• The exercise
Return the stretch of the listing below from the line containing "Question. Spot each instance of the denim" through the end of the listing, unchanged and with both ends included. Leave the pictures out.

• Source records
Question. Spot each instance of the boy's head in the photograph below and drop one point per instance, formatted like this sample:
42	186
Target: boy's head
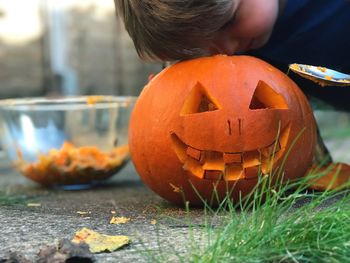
180	29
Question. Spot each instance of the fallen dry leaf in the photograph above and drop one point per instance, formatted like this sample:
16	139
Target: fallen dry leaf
119	220
33	204
83	212
99	242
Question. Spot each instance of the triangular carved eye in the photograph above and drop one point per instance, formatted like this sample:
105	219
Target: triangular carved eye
199	100
266	98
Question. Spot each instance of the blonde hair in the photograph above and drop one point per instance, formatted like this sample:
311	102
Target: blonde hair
171	30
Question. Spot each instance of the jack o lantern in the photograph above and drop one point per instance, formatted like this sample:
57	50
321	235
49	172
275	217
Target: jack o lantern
219	122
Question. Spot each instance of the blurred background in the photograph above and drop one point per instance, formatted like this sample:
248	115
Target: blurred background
78	47
68	47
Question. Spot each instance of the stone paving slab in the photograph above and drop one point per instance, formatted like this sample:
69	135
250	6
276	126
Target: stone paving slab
27	229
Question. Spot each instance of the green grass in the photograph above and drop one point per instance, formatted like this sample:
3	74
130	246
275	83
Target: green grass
292	224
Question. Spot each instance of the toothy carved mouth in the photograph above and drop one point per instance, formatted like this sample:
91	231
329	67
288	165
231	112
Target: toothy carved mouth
229	166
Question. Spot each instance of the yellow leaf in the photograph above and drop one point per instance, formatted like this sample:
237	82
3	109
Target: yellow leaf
33	204
83	212
119	220
100	242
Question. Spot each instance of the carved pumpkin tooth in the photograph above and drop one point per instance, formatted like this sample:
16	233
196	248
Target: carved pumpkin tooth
213	175
194	168
233	158
233	172
251	172
194	153
251	158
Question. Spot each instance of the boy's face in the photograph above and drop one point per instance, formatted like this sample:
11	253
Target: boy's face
249	28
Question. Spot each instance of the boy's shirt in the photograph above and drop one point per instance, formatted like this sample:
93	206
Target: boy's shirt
315	32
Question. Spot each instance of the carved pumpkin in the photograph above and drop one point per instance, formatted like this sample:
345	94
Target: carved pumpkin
214	122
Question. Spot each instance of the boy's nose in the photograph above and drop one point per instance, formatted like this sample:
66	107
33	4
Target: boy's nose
224	44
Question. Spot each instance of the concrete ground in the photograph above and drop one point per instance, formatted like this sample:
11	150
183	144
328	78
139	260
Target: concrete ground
26	229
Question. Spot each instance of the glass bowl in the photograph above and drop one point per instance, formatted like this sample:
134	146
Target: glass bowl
70	142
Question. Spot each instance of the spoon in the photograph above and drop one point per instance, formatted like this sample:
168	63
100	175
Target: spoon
321	75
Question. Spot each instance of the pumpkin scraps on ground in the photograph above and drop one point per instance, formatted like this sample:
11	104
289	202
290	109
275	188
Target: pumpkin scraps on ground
99	242
119	220
73	165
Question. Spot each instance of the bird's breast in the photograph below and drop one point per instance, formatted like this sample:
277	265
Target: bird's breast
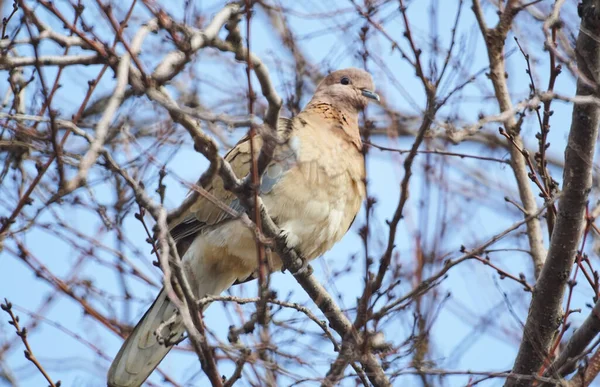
318	199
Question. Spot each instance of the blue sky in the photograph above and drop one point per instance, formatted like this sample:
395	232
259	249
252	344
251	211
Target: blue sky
476	291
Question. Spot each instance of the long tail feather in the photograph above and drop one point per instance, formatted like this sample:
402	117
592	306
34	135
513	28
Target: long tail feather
141	353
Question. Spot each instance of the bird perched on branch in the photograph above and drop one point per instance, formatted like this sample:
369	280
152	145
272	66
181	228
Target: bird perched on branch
313	188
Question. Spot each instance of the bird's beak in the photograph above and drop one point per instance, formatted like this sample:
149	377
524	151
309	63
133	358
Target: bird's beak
370	94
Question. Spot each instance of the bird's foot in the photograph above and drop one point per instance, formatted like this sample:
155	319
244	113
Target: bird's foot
300	264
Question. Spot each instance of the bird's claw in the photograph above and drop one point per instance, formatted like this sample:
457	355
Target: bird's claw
291	242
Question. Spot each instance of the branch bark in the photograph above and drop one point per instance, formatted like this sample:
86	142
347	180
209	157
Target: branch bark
545	310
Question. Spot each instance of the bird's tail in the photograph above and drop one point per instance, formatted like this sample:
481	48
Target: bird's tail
141	352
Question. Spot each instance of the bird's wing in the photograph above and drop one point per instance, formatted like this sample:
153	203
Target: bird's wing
205	212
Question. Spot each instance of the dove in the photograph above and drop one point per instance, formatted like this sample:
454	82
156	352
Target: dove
313	189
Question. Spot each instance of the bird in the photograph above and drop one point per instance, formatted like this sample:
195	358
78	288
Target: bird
313	189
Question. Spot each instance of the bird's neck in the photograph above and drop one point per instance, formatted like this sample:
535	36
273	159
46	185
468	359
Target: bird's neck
343	118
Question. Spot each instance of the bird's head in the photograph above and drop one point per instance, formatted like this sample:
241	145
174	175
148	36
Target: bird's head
350	88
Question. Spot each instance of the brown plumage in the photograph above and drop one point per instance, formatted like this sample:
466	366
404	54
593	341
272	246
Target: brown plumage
313	189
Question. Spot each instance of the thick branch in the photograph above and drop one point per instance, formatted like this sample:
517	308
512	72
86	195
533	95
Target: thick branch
545	309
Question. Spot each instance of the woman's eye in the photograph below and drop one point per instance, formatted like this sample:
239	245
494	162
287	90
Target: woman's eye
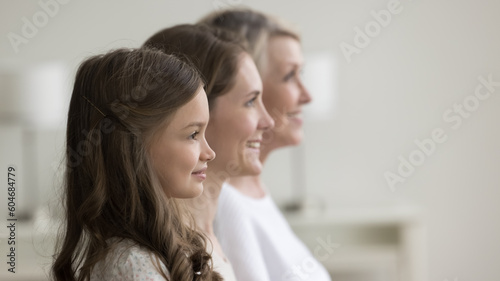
251	102
290	75
193	135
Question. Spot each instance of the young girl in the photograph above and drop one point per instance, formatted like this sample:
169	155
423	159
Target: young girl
251	229
135	142
238	118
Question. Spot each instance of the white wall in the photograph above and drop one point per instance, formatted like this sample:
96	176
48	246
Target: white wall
394	91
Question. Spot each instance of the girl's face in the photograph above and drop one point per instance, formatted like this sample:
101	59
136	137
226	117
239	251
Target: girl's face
284	93
237	122
180	151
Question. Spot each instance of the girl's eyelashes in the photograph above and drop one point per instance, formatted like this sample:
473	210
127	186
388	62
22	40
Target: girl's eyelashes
251	102
290	75
194	135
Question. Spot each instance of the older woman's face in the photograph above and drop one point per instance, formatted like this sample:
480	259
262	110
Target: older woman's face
284	94
238	120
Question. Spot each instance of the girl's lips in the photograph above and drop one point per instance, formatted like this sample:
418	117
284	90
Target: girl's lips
200	174
255	144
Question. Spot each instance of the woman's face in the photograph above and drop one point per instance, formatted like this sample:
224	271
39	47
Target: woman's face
180	152
284	94
237	122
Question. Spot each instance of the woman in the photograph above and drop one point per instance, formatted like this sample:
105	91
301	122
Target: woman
251	229
135	143
238	118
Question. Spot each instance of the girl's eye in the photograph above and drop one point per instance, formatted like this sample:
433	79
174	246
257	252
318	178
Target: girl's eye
290	75
193	135
251	102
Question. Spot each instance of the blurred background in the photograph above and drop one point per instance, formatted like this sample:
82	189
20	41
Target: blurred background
397	178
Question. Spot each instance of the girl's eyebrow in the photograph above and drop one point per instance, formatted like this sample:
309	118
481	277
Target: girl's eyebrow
195	124
254	93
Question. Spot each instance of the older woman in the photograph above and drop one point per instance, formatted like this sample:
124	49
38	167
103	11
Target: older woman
251	229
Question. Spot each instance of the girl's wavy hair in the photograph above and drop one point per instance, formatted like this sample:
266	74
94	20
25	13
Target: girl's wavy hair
215	52
119	102
253	27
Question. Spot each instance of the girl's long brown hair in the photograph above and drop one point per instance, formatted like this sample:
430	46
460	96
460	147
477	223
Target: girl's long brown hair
215	53
119	101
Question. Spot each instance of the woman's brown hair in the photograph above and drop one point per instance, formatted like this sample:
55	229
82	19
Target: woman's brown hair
119	101
214	52
254	27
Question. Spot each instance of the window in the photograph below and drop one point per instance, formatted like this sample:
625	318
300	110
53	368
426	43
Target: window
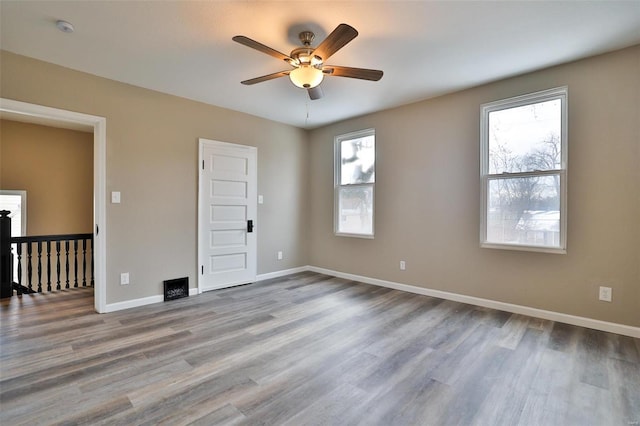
16	203
355	160
523	167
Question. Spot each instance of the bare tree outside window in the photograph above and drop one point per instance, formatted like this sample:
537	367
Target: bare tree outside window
523	173
355	179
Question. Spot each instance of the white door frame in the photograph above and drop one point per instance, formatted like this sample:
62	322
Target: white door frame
202	142
37	113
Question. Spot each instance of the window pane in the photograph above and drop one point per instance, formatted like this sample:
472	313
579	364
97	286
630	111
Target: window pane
355	210
13	203
524	211
357	160
525	138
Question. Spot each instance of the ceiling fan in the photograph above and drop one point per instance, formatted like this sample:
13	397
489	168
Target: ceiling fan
308	63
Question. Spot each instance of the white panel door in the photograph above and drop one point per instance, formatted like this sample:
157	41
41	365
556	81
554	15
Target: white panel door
227	215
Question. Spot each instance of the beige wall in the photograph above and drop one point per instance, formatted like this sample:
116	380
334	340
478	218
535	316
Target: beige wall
427	194
427	197
55	167
152	151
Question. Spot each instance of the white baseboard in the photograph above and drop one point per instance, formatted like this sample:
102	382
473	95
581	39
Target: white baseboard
278	274
135	303
611	327
625	330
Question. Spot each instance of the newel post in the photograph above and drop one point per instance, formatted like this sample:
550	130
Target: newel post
6	258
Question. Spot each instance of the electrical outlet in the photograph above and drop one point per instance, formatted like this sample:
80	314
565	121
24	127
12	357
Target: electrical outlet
605	294
124	278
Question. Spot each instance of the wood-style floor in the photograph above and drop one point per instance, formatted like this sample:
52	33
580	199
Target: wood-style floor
304	350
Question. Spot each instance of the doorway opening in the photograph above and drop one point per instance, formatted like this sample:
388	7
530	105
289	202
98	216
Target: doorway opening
48	116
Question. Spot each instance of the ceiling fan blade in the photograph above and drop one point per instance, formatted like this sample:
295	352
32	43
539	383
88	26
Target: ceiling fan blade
315	93
361	73
261	47
265	78
335	41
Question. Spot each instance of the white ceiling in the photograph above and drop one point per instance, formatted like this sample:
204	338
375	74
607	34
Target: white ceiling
424	48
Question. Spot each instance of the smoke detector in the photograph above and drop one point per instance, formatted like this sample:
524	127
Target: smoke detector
64	26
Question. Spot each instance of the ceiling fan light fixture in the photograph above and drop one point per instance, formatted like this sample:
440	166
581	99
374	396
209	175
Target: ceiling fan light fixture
306	76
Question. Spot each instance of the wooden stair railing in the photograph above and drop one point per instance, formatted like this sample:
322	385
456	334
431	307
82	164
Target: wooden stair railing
71	252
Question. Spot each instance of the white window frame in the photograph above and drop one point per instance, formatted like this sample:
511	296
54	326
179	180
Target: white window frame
485	177
337	185
23	208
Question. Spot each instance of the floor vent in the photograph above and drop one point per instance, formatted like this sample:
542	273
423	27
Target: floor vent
176	289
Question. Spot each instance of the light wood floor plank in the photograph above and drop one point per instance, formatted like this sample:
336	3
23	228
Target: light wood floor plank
307	349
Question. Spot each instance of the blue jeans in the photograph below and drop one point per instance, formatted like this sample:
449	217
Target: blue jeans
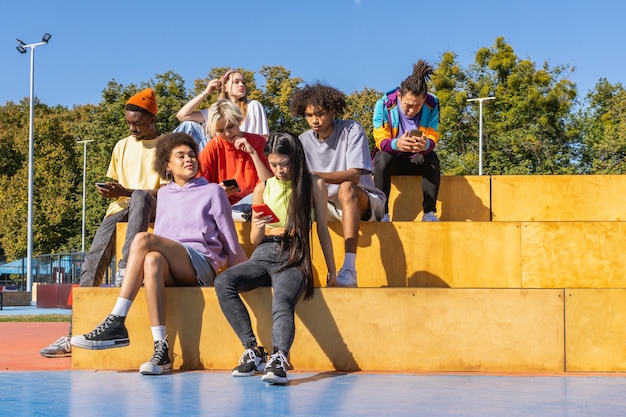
194	130
260	271
139	213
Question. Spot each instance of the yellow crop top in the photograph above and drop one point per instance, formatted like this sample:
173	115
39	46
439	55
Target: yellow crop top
276	195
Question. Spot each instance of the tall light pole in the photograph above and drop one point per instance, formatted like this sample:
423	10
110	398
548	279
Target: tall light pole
84	142
470	97
29	250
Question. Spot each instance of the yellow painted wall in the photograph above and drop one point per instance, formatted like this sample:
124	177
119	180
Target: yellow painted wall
595	338
573	254
401	329
461	198
558	197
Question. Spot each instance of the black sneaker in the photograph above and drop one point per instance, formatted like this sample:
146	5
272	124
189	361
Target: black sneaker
251	361
111	333
276	369
160	362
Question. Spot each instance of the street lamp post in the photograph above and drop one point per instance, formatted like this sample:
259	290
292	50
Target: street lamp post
84	142
470	97
29	250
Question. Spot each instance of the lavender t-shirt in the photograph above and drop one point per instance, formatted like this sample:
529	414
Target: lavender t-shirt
345	148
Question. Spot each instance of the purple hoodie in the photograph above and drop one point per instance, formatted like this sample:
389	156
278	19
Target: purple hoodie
199	215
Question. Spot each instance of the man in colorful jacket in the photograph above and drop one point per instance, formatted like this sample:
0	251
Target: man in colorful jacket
406	122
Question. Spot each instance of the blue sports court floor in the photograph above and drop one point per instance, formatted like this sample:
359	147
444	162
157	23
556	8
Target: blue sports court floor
207	393
82	393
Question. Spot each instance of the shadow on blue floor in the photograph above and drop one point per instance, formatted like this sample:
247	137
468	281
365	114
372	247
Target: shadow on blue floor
85	393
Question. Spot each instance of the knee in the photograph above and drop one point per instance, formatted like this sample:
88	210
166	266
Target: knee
381	161
141	241
139	199
223	285
347	192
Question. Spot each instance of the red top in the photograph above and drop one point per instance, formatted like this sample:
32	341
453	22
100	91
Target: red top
220	160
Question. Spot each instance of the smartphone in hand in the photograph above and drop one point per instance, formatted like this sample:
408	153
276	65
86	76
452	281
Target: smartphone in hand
230	182
264	210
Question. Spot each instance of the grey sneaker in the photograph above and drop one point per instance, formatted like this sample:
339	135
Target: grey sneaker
250	362
160	362
59	349
430	217
119	277
346	278
111	333
276	369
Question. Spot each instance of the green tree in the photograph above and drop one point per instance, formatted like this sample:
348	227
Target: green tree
604	130
55	184
279	86
525	128
360	107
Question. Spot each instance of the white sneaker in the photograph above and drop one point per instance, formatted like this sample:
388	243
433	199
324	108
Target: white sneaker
59	349
430	217
346	278
119	277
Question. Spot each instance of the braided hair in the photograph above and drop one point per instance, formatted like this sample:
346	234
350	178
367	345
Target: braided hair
417	83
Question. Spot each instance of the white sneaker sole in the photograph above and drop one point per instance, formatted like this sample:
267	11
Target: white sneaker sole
150	368
81	342
272	378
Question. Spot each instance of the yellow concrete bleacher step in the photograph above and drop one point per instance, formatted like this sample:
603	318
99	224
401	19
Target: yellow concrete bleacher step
558	197
402	329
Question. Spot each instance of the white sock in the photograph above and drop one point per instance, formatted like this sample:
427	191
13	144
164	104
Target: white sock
349	261
121	307
158	333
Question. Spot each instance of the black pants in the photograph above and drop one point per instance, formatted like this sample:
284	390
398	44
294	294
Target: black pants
386	165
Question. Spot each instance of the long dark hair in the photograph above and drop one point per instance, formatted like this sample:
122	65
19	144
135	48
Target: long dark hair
298	226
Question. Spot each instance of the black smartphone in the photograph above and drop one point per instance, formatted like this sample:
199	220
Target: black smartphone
230	182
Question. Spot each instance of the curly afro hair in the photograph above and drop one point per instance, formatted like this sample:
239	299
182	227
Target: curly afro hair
167	142
326	97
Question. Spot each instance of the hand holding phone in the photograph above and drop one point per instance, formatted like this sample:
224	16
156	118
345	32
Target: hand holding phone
416	133
264	210
230	183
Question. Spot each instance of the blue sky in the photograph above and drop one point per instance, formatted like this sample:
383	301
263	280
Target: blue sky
349	44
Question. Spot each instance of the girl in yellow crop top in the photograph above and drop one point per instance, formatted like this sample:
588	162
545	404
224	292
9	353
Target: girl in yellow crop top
281	259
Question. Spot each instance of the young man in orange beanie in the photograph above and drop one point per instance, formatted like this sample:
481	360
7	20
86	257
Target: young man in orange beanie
132	189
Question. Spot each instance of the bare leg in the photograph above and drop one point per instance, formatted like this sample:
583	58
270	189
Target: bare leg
354	204
156	262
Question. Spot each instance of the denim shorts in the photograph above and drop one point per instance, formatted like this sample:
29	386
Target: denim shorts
204	270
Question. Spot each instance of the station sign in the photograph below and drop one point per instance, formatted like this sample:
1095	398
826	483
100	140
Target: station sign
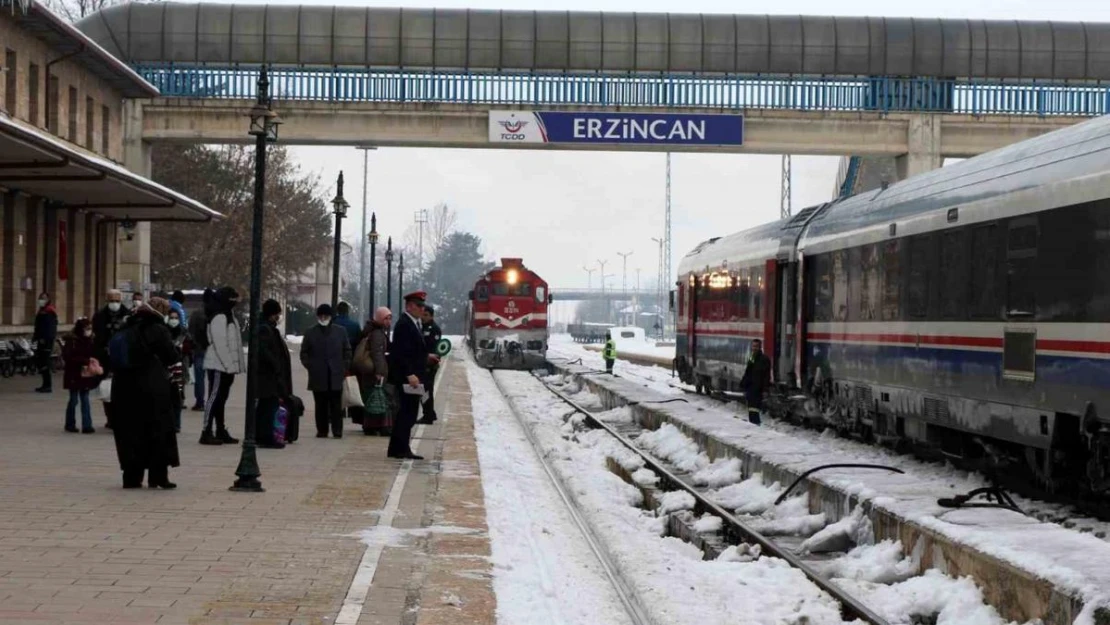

• Result
Question. Spot each instance of the denim shorts in the photograph above and drop one point per instance, formatted like this sample:
29	386
Target: denim shorts
204	270
Question. Spot each instance of the station sign in the photograph below and drop one point per instance, formatted like this sample:
1095	398
826	483
100	140
Target: station sign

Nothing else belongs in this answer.